SOURCE EXTRACT:
****************************************

Personal information
- Full name: Jamila Soraia Martins Marreiros
- Date of birth: 30 May 1988 (age 37)
- Place of birth: Lagos, Portugal
- Height: 1.67 m (5 ft 6 in)
- Position: Goalkeeper

Team information
- Current team: CF Benfica
- Number: 1

Senior career*
- Years: Team / Apps / (Gls)
- União de Lagos / 0 / (0)
- 2009–2013: Prainsa Zaragoza / 71 / (0)
- 2013–2014: RCD Espanyol / 26 / (0)
- 2014–2015: A-dos-Francos / 0 / (0)
- 2015–: CF Benfica / 0 / (0)

International career^{‡}
- 2009–: Portugal / 12 / (0)

= Jamila Marreiros =

Portuguese footballer

Jamila Soraia Martins Marreiros (born 30 May 1988) is a Portuguese football goalkeeper who plays for CF Benfica and the Portugal women's national football team.

==Club career==

Marreiros is the daughter of a Portuguese father and Angolan mother. She grew up playing futsal for União de Lagos alongside team-mate Cláudia Neto. After switching to 11-a-side, she later played alongside Neto at Spanish Primera División clubs Prainsa Zaragoza and RCD Espanyol. Both players were allowed to leave Espanyol in June 2014.

****************************************

TASK REQUIREMENTS:
Update the player profile starting at "- 2009–2013: Prainsa" and ending at "national football team.", replacing "goalkeeper" with "keeper". The data below has no connection to the player profile.

****************************************

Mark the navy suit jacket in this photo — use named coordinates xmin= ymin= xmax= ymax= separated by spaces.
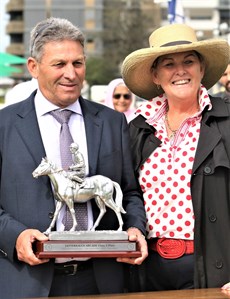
xmin=0 ymin=91 xmax=145 ymax=299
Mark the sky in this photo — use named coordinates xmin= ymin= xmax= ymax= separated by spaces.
xmin=0 ymin=0 xmax=10 ymax=52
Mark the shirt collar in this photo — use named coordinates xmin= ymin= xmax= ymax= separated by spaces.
xmin=34 ymin=89 xmax=82 ymax=117
xmin=136 ymin=85 xmax=212 ymax=122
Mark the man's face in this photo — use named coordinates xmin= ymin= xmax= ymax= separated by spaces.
xmin=28 ymin=40 xmax=86 ymax=108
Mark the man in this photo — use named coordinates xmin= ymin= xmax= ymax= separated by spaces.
xmin=0 ymin=18 xmax=147 ymax=299
xmin=68 ymin=143 xmax=85 ymax=184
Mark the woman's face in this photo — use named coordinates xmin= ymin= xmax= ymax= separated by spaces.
xmin=113 ymin=85 xmax=132 ymax=112
xmin=153 ymin=51 xmax=204 ymax=100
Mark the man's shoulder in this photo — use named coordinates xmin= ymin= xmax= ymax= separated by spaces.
xmin=80 ymin=98 xmax=123 ymax=117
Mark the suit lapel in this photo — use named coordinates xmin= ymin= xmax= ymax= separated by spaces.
xmin=80 ymin=98 xmax=103 ymax=176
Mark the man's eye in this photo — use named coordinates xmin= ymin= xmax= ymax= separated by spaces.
xmin=74 ymin=61 xmax=83 ymax=66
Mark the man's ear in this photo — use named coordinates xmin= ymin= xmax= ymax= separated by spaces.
xmin=27 ymin=57 xmax=38 ymax=79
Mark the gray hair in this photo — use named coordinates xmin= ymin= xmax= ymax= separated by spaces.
xmin=30 ymin=17 xmax=85 ymax=61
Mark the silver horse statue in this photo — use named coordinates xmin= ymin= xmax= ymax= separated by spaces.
xmin=32 ymin=158 xmax=126 ymax=235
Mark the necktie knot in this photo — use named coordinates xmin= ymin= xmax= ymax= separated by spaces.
xmin=50 ymin=109 xmax=73 ymax=124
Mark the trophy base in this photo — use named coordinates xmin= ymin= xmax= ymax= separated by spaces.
xmin=35 ymin=231 xmax=141 ymax=258
xmin=35 ymin=241 xmax=141 ymax=258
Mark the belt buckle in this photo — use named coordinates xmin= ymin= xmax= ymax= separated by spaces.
xmin=64 ymin=264 xmax=78 ymax=276
xmin=156 ymin=238 xmax=186 ymax=259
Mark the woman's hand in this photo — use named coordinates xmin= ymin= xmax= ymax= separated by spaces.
xmin=117 ymin=227 xmax=148 ymax=265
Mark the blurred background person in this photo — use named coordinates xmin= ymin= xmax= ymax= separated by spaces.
xmin=104 ymin=78 xmax=135 ymax=122
xmin=214 ymin=61 xmax=230 ymax=100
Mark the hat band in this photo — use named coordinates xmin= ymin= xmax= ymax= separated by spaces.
xmin=161 ymin=40 xmax=192 ymax=47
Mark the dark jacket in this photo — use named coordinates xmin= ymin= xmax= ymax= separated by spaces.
xmin=0 ymin=93 xmax=145 ymax=299
xmin=130 ymin=97 xmax=230 ymax=288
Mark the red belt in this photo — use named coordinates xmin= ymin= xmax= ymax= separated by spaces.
xmin=149 ymin=238 xmax=194 ymax=259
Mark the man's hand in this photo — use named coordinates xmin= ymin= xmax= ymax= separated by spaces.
xmin=117 ymin=227 xmax=148 ymax=265
xmin=15 ymin=229 xmax=49 ymax=266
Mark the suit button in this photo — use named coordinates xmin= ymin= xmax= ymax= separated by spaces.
xmin=204 ymin=166 xmax=212 ymax=174
xmin=49 ymin=212 xmax=54 ymax=219
xmin=216 ymin=260 xmax=223 ymax=269
xmin=209 ymin=215 xmax=217 ymax=222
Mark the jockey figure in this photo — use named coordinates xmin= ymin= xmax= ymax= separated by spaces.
xmin=68 ymin=143 xmax=85 ymax=187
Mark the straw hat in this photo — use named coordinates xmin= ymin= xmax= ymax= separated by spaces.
xmin=121 ymin=24 xmax=229 ymax=100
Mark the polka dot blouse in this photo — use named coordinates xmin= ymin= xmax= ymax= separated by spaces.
xmin=136 ymin=86 xmax=211 ymax=240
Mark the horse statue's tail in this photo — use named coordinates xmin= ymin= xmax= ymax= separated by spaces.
xmin=113 ymin=181 xmax=126 ymax=214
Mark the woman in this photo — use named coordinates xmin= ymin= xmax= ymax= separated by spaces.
xmin=104 ymin=78 xmax=135 ymax=122
xmin=122 ymin=24 xmax=230 ymax=291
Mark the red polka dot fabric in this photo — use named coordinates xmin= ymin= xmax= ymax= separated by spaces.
xmin=137 ymin=86 xmax=211 ymax=240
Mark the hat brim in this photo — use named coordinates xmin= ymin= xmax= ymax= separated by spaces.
xmin=121 ymin=39 xmax=229 ymax=100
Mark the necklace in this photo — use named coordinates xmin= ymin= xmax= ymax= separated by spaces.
xmin=165 ymin=111 xmax=178 ymax=139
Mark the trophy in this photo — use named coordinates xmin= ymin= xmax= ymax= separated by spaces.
xmin=32 ymin=144 xmax=141 ymax=258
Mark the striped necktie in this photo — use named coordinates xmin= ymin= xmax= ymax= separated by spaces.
xmin=50 ymin=109 xmax=88 ymax=231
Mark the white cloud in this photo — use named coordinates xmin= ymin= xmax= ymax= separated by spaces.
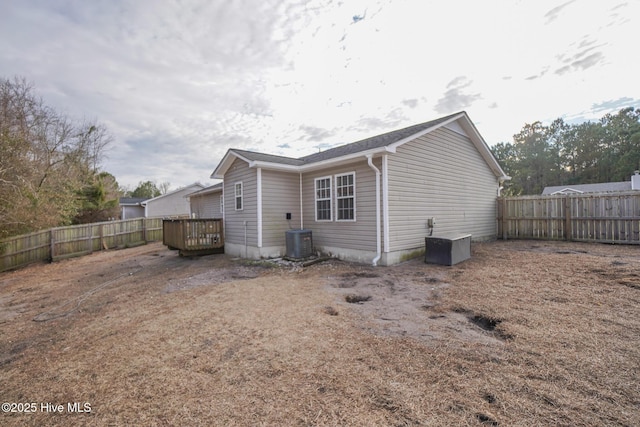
xmin=0 ymin=0 xmax=640 ymax=186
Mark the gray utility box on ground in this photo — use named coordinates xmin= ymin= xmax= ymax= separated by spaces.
xmin=285 ymin=230 xmax=313 ymax=259
xmin=424 ymin=234 xmax=471 ymax=265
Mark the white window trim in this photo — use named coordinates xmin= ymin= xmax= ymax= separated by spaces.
xmin=333 ymin=171 xmax=356 ymax=222
xmin=233 ymin=181 xmax=244 ymax=211
xmin=313 ymin=175 xmax=334 ymax=222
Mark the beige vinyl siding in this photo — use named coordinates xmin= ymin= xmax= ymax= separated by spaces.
xmin=190 ymin=191 xmax=222 ymax=218
xmin=388 ymin=128 xmax=497 ymax=251
xmin=302 ymin=160 xmax=381 ymax=251
xmin=147 ymin=185 xmax=202 ymax=217
xmin=224 ymin=159 xmax=258 ymax=246
xmin=262 ymin=169 xmax=300 ymax=247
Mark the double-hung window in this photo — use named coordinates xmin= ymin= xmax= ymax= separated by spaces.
xmin=234 ymin=182 xmax=242 ymax=211
xmin=336 ymin=172 xmax=356 ymax=221
xmin=315 ymin=177 xmax=331 ymax=221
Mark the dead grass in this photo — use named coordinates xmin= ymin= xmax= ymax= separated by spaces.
xmin=0 ymin=241 xmax=640 ymax=426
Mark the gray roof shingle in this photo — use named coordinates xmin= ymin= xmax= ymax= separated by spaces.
xmin=300 ymin=113 xmax=460 ymax=164
xmin=230 ymin=112 xmax=460 ymax=166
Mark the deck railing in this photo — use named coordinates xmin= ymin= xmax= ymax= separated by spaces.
xmin=162 ymin=219 xmax=224 ymax=254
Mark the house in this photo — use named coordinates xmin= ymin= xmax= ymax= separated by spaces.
xmin=142 ymin=182 xmax=204 ymax=218
xmin=187 ymin=183 xmax=224 ymax=219
xmin=211 ymin=112 xmax=509 ymax=265
xmin=120 ymin=197 xmax=147 ymax=219
xmin=542 ymin=171 xmax=640 ymax=196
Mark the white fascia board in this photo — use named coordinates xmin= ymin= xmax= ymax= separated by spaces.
xmin=389 ymin=113 xmax=464 ymax=153
xmin=461 ymin=114 xmax=511 ymax=181
xmin=300 ymin=146 xmax=396 ymax=172
xmin=249 ymin=160 xmax=299 ymax=172
xmin=209 ymin=149 xmax=251 ymax=179
xmin=241 ymin=147 xmax=396 ymax=173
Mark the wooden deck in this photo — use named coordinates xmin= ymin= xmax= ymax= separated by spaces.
xmin=162 ymin=219 xmax=224 ymax=256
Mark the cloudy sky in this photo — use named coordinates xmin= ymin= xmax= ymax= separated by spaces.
xmin=0 ymin=0 xmax=640 ymax=189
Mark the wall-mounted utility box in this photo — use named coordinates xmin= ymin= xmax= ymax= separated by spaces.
xmin=424 ymin=234 xmax=471 ymax=265
xmin=285 ymin=230 xmax=313 ymax=260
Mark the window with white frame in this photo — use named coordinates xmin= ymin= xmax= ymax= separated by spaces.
xmin=336 ymin=172 xmax=356 ymax=221
xmin=315 ymin=177 xmax=331 ymax=221
xmin=235 ymin=182 xmax=242 ymax=211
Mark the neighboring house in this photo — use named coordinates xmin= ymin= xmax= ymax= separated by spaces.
xmin=120 ymin=197 xmax=147 ymax=219
xmin=142 ymin=182 xmax=204 ymax=218
xmin=542 ymin=171 xmax=640 ymax=196
xmin=188 ymin=183 xmax=224 ymax=219
xmin=211 ymin=112 xmax=509 ymax=265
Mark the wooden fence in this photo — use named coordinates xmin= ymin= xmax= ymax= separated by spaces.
xmin=497 ymin=191 xmax=640 ymax=244
xmin=0 ymin=218 xmax=162 ymax=271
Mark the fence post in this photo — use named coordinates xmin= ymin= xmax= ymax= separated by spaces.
xmin=564 ymin=194 xmax=573 ymax=241
xmin=49 ymin=228 xmax=56 ymax=262
xmin=88 ymin=224 xmax=93 ymax=254
xmin=142 ymin=217 xmax=147 ymax=243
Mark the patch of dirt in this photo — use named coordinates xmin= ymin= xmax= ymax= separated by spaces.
xmin=0 ymin=241 xmax=640 ymax=426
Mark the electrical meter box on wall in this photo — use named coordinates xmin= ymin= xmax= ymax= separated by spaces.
xmin=424 ymin=234 xmax=471 ymax=265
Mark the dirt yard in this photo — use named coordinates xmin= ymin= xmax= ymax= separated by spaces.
xmin=0 ymin=241 xmax=640 ymax=426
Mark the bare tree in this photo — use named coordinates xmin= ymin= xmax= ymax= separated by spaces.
xmin=0 ymin=77 xmax=111 ymax=238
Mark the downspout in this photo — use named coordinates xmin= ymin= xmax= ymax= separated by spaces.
xmin=256 ymin=168 xmax=262 ymax=248
xmin=300 ymin=172 xmax=304 ymax=230
xmin=367 ymin=154 xmax=382 ymax=267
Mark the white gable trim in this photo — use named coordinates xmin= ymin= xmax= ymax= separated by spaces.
xmin=211 ymin=111 xmax=511 ymax=181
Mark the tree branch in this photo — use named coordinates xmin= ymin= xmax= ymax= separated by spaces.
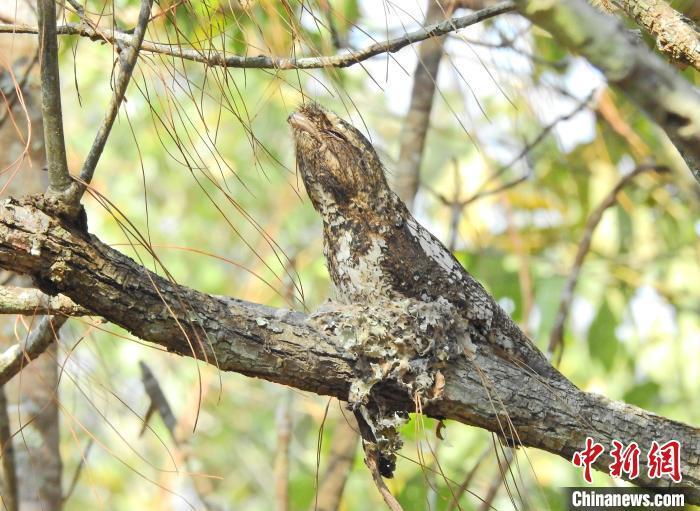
xmin=0 ymin=316 xmax=67 ymax=385
xmin=37 ymin=0 xmax=73 ymax=195
xmin=0 ymin=0 xmax=515 ymax=70
xmin=76 ymin=0 xmax=153 ymax=200
xmin=547 ymin=165 xmax=667 ymax=358
xmin=614 ymin=0 xmax=700 ymax=71
xmin=0 ymin=385 xmax=19 ymax=511
xmin=0 ymin=286 xmax=90 ymax=316
xmin=0 ymin=199 xmax=700 ymax=503
xmin=517 ymin=0 xmax=700 ymax=183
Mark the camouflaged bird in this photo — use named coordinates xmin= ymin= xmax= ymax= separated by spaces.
xmin=288 ymin=104 xmax=561 ymax=480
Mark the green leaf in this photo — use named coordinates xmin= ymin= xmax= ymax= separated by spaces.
xmin=623 ymin=380 xmax=661 ymax=408
xmin=588 ymin=300 xmax=618 ymax=371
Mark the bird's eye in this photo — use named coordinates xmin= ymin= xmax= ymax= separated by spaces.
xmin=326 ymin=130 xmax=345 ymax=141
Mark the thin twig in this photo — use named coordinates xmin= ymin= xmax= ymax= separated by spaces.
xmin=37 ymin=0 xmax=72 ymax=195
xmin=139 ymin=360 xmax=179 ymax=445
xmin=479 ymin=449 xmax=513 ymax=511
xmin=63 ymin=438 xmax=95 ymax=504
xmin=447 ymin=446 xmax=491 ymax=511
xmin=310 ymin=404 xmax=359 ymax=511
xmin=78 ymin=0 xmax=153 ymax=199
xmin=0 ymin=316 xmax=68 ymax=385
xmin=547 ymin=164 xmax=666 ymax=360
xmin=0 ymin=0 xmax=515 ymax=70
xmin=365 ymin=446 xmax=403 ymax=511
xmin=275 ymin=392 xmax=294 ymax=511
xmin=0 ymin=50 xmax=39 ymax=127
xmin=394 ymin=0 xmax=452 ymax=209
xmin=0 ymin=385 xmax=19 ymax=511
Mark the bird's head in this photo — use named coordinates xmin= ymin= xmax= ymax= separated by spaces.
xmin=287 ymin=104 xmax=389 ymax=217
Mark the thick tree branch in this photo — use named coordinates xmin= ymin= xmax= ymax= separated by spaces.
xmin=0 ymin=1 xmax=515 ymax=70
xmin=0 ymin=199 xmax=700 ymax=503
xmin=517 ymin=0 xmax=700 ymax=183
xmin=0 ymin=286 xmax=90 ymax=316
xmin=77 ymin=0 xmax=153 ymax=200
xmin=37 ymin=0 xmax=73 ymax=195
xmin=614 ymin=0 xmax=700 ymax=71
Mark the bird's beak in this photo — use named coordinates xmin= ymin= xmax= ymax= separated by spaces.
xmin=287 ymin=112 xmax=317 ymax=135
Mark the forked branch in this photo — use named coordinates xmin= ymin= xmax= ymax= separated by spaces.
xmin=0 ymin=196 xmax=700 ymax=503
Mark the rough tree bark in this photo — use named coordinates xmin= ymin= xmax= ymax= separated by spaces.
xmin=0 ymin=0 xmax=65 ymax=511
xmin=0 ymin=191 xmax=700 ymax=503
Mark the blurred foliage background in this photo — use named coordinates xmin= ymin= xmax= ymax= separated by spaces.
xmin=1 ymin=0 xmax=700 ymax=510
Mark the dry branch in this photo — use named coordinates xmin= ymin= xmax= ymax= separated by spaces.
xmin=614 ymin=0 xmax=700 ymax=71
xmin=393 ymin=0 xmax=451 ymax=209
xmin=547 ymin=165 xmax=662 ymax=357
xmin=0 ymin=385 xmax=19 ymax=511
xmin=0 ymin=286 xmax=90 ymax=316
xmin=0 ymin=199 xmax=700 ymax=503
xmin=37 ymin=0 xmax=73 ymax=195
xmin=0 ymin=316 xmax=66 ymax=385
xmin=0 ymin=1 xmax=514 ymax=70
xmin=516 ymin=0 xmax=700 ymax=183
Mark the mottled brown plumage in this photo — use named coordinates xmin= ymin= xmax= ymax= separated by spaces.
xmin=289 ymin=104 xmax=562 ymax=480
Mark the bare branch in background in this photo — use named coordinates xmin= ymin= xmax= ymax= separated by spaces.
xmin=0 ymin=385 xmax=19 ymax=511
xmin=37 ymin=0 xmax=73 ymax=196
xmin=0 ymin=198 xmax=700 ymax=503
xmin=393 ymin=0 xmax=452 ymax=209
xmin=76 ymin=0 xmax=153 ymax=200
xmin=447 ymin=446 xmax=491 ymax=511
xmin=0 ymin=286 xmax=90 ymax=316
xmin=547 ymin=165 xmax=665 ymax=360
xmin=0 ymin=0 xmax=515 ymax=70
xmin=517 ymin=0 xmax=700 ymax=183
xmin=311 ymin=412 xmax=359 ymax=511
xmin=0 ymin=51 xmax=39 ymax=128
xmin=275 ymin=392 xmax=294 ymax=511
xmin=365 ymin=448 xmax=403 ymax=511
xmin=0 ymin=316 xmax=67 ymax=385
xmin=612 ymin=0 xmax=700 ymax=71
xmin=63 ymin=438 xmax=95 ymax=504
xmin=479 ymin=449 xmax=516 ymax=511
xmin=139 ymin=360 xmax=219 ymax=511
xmin=139 ymin=360 xmax=179 ymax=445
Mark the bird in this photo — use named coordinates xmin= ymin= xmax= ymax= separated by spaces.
xmin=287 ymin=103 xmax=565 ymax=476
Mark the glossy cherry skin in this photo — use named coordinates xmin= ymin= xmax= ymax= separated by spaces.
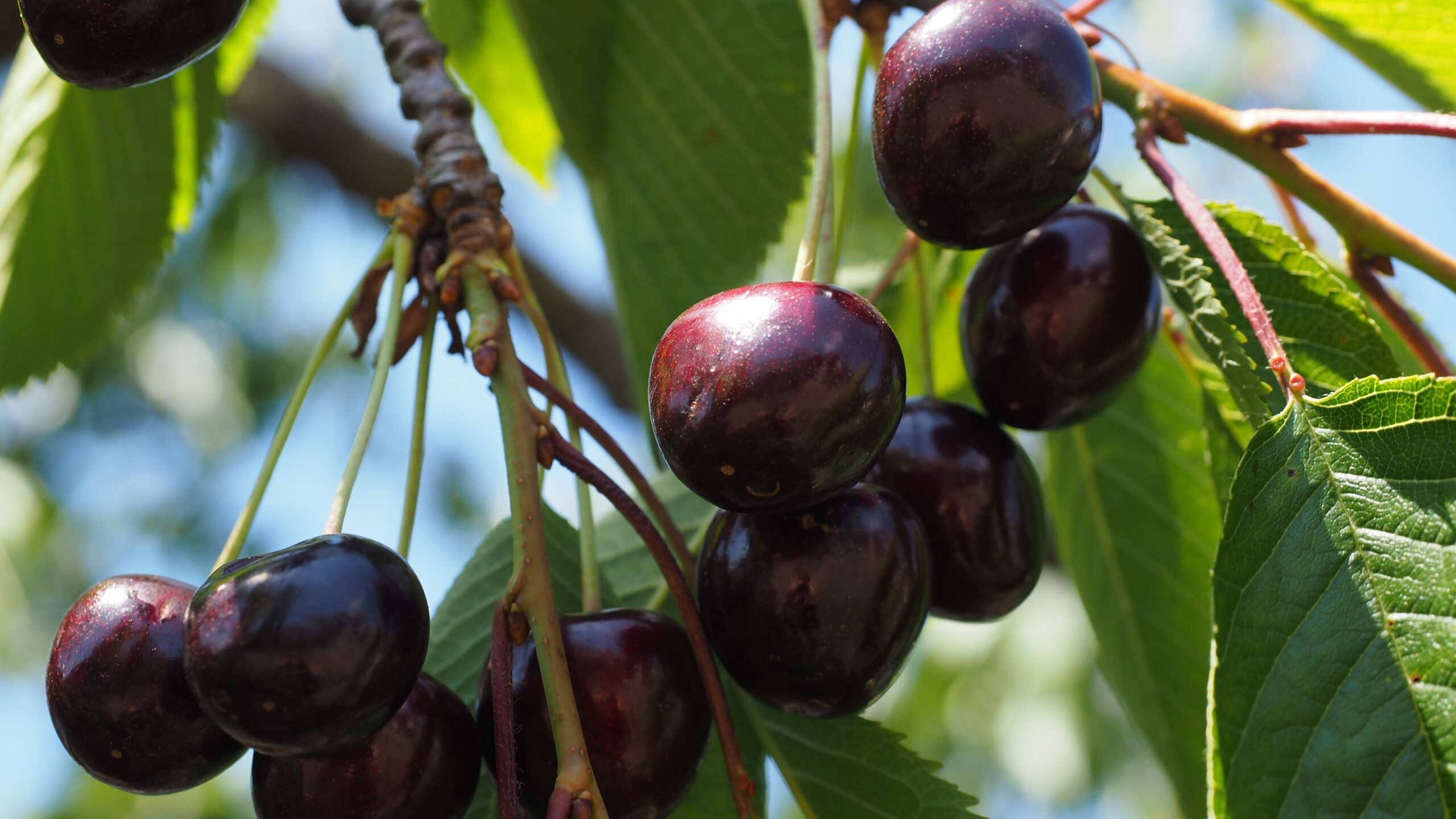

****************************************

THE ANSWER:
- 2009–2013: Prainsa Zaragoza / 71 / (0)
- 2013–2014: RCD Espanyol / 26 / (0)
- 2014–2015: A-dos-Francos / 0 / (0)
- 2015–: CF Benfica / 0 / (0)

International career^{‡}
- 2009–: Portugal / 12 / (0)

= Jamila Marreiros =

Portuguese footballer

Jamila Soraia Martins Marreiros (born 30 May 1988) is a Portuguese football keeper who plays for CF Benfica and the Portugal women's national football team.